→ **Information provided**:
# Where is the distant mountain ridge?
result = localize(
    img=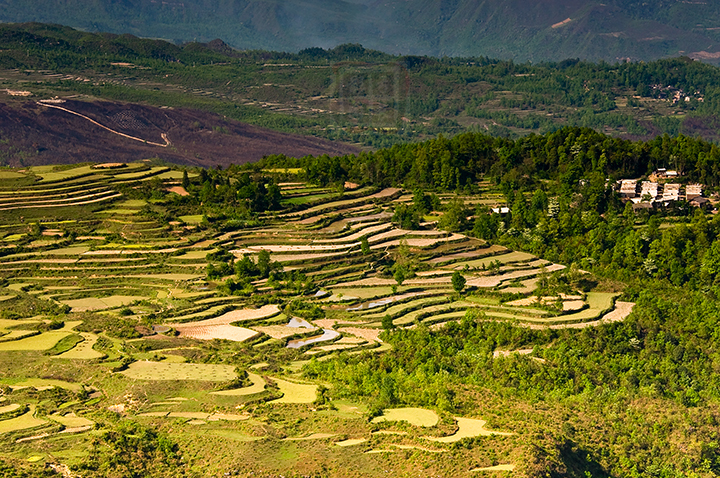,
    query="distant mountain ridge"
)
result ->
[0,0,720,63]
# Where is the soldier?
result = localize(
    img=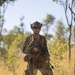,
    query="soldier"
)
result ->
[22,21,53,75]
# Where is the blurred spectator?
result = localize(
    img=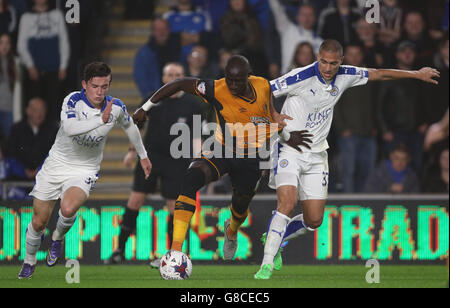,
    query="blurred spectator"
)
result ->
[6,98,58,180]
[269,0,323,74]
[185,45,217,79]
[17,0,70,121]
[0,33,18,136]
[0,0,17,34]
[401,11,435,66]
[365,144,420,194]
[163,0,211,63]
[220,0,267,76]
[379,0,403,47]
[133,17,181,98]
[318,0,361,47]
[288,42,316,71]
[424,147,449,193]
[125,0,155,19]
[377,41,427,172]
[333,45,377,193]
[423,109,449,151]
[356,18,384,68]
[0,143,28,200]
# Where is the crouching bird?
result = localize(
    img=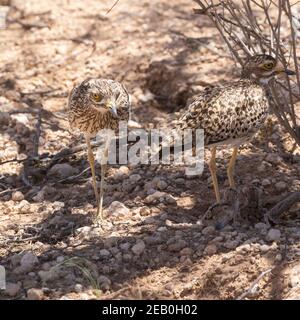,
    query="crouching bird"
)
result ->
[168,54,295,203]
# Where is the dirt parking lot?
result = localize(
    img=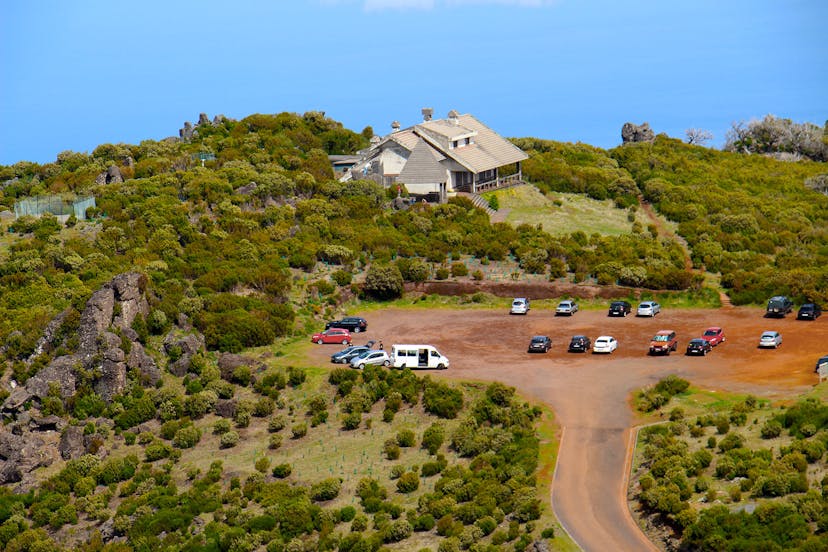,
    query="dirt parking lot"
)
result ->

→ **What is needed**:
Pull out every line of the items above that contains the string "parking", treating case as significant.

→ **Written response**:
# Where is the dirt parking lot?
    query="dirt parking lot"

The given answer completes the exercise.